Items listed in a dataset:
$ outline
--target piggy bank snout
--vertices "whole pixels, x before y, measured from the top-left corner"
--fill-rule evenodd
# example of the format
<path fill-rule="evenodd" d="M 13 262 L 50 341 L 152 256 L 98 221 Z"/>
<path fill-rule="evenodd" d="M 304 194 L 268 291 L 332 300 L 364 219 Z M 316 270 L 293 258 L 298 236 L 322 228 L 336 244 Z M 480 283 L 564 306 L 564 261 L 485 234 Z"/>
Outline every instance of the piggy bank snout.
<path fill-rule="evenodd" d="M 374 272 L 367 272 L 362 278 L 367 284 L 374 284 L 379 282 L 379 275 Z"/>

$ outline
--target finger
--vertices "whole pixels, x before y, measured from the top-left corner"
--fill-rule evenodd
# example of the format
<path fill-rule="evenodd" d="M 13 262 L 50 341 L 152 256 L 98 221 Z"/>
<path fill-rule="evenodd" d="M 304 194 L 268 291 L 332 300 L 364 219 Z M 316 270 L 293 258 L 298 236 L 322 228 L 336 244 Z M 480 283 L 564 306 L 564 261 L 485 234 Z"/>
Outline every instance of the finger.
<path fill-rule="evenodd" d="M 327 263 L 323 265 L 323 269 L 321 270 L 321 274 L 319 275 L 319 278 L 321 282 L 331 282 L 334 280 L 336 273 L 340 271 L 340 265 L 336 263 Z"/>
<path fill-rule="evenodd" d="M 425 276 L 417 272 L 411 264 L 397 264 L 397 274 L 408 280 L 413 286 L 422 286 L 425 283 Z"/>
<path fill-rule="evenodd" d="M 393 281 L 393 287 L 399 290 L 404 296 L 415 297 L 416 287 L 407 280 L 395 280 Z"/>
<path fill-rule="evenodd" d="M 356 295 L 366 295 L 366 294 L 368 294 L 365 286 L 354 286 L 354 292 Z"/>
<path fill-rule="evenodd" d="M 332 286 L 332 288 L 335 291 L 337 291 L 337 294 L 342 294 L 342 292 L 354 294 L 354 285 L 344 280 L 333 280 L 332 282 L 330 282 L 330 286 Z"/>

__The request__
Put every line of the material above into a Markdown table with the columns Row and Line, numbering the rows in order and leaving out blank lines.

__Output for this task__
| Row | Line |
|---|---|
| 1 | $ outline |
| 2 | --target piggy bank snout |
| 3 | --vertices "whole pixels, x before y, measured from the top-left corner" |
| 4 | --fill-rule evenodd |
| 5 | # example of the format |
| 6 | <path fill-rule="evenodd" d="M 13 262 L 50 341 L 152 256 L 98 221 Z"/> |
| 7 | <path fill-rule="evenodd" d="M 304 194 L 268 291 L 332 300 L 364 219 Z M 316 270 L 293 258 L 298 236 L 322 228 L 336 244 Z M 480 283 L 564 306 L 564 261 L 485 234 Z"/> |
| 8 | Outline every instance of the piggy bank snout. |
| 9 | <path fill-rule="evenodd" d="M 374 272 L 367 272 L 362 278 L 367 284 L 374 284 L 379 282 L 379 275 Z"/> |
| 10 | $ outline |
| 11 | --target finger |
| 12 | --vertices "whole pixels, x before y, measured from the top-left corner" |
| 13 | --fill-rule evenodd |
| 14 | # example of the format |
| 15 | <path fill-rule="evenodd" d="M 13 262 L 50 341 L 152 256 L 98 221 Z"/> |
| 16 | <path fill-rule="evenodd" d="M 304 194 L 268 291 L 332 300 L 364 219 Z M 316 270 L 293 258 L 298 236 L 322 228 L 336 244 Z M 480 283 L 564 306 L 564 261 L 485 234 Z"/> |
| 17 | Outline every instance of the finger. |
| 18 | <path fill-rule="evenodd" d="M 327 263 L 323 265 L 323 269 L 321 270 L 321 274 L 319 275 L 319 278 L 321 282 L 331 282 L 334 280 L 336 273 L 340 271 L 340 265 L 336 263 Z"/> |
| 19 | <path fill-rule="evenodd" d="M 425 276 L 417 272 L 411 264 L 397 264 L 397 274 L 408 280 L 413 286 L 422 286 L 425 283 Z"/> |
| 20 | <path fill-rule="evenodd" d="M 393 281 L 393 287 L 399 290 L 404 296 L 415 297 L 416 287 L 407 280 L 395 280 Z"/> |
| 21 | <path fill-rule="evenodd" d="M 356 295 L 366 295 L 366 294 L 368 294 L 365 286 L 354 286 L 354 292 Z"/> |
| 22 | <path fill-rule="evenodd" d="M 332 286 L 332 288 L 335 291 L 337 291 L 337 294 L 342 294 L 342 292 L 354 294 L 354 285 L 344 280 L 333 280 L 332 282 L 330 282 L 330 286 Z"/> |